> LISTING

****************************************

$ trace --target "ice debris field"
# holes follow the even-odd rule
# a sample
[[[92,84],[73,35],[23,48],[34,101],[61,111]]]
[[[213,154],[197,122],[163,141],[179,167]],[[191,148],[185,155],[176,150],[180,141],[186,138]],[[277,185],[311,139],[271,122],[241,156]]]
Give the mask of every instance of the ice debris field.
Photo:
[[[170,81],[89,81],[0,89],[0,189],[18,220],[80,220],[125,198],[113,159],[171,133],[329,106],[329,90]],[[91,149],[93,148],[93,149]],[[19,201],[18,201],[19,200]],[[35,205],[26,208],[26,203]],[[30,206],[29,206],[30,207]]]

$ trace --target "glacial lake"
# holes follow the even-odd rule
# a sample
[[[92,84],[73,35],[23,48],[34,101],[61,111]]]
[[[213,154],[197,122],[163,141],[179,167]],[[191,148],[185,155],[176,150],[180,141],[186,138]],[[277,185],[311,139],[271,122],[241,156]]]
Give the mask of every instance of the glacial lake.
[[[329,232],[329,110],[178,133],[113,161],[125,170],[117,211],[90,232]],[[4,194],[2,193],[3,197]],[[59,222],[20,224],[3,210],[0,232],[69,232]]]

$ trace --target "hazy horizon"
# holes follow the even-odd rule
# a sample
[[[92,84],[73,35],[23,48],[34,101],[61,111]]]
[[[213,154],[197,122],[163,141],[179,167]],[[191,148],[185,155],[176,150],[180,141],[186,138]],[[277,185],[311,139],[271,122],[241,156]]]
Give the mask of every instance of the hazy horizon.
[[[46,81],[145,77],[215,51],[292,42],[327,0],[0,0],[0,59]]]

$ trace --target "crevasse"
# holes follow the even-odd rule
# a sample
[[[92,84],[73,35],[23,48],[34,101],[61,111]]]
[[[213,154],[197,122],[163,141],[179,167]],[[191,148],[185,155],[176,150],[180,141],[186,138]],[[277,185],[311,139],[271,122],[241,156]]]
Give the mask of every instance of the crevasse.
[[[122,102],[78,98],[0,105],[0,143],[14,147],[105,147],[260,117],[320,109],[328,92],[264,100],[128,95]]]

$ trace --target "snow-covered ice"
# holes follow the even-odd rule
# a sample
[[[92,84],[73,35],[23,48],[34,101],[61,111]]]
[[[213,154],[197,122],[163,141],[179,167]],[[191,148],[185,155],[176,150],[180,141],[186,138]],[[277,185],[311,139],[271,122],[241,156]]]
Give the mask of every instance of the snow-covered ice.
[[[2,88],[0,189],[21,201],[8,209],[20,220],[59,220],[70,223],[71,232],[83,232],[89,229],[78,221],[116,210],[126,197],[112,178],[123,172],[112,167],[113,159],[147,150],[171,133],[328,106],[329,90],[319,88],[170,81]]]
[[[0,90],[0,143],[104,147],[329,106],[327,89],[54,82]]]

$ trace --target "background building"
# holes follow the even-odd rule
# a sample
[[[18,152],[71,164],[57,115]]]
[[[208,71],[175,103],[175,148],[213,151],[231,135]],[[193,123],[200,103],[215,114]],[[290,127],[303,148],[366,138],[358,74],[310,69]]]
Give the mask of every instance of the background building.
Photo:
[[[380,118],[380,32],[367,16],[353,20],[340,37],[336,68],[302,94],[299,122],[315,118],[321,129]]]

****************************************

> GIVEN REQUEST
Report each line of the items above that contains the string "snow", copying every such line in full.

> RESPONSE
$ trace --target "snow-covered ice"
Give the mask of every instance of the snow-covered ice.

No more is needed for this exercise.